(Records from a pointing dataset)
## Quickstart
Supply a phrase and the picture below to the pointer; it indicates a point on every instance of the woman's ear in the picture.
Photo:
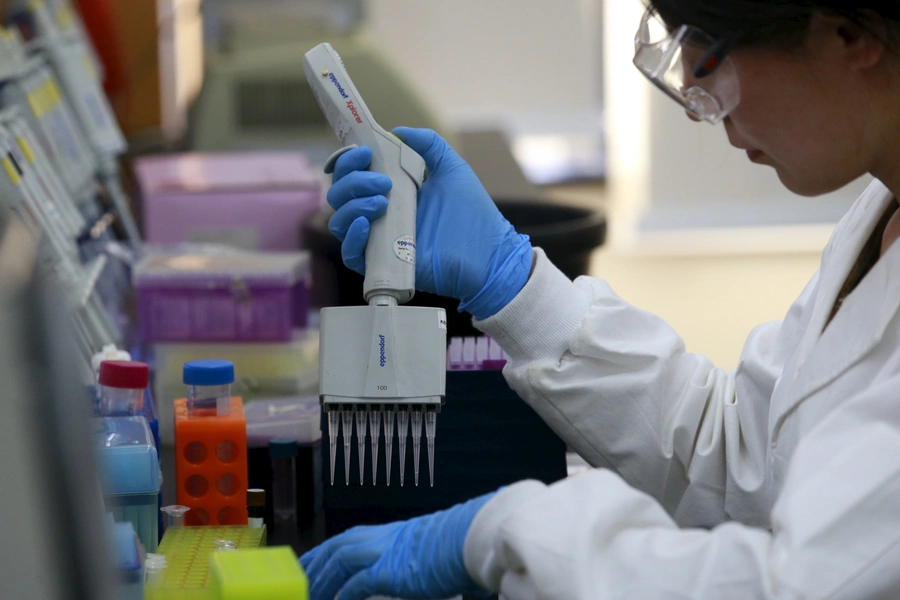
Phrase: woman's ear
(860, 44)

* * *

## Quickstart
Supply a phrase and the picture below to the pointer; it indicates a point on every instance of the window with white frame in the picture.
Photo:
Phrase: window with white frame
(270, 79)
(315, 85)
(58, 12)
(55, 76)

• Work required: Count the lines in the material that contain the string "white", matching case exactly, and give only the number.

• Written reply: 2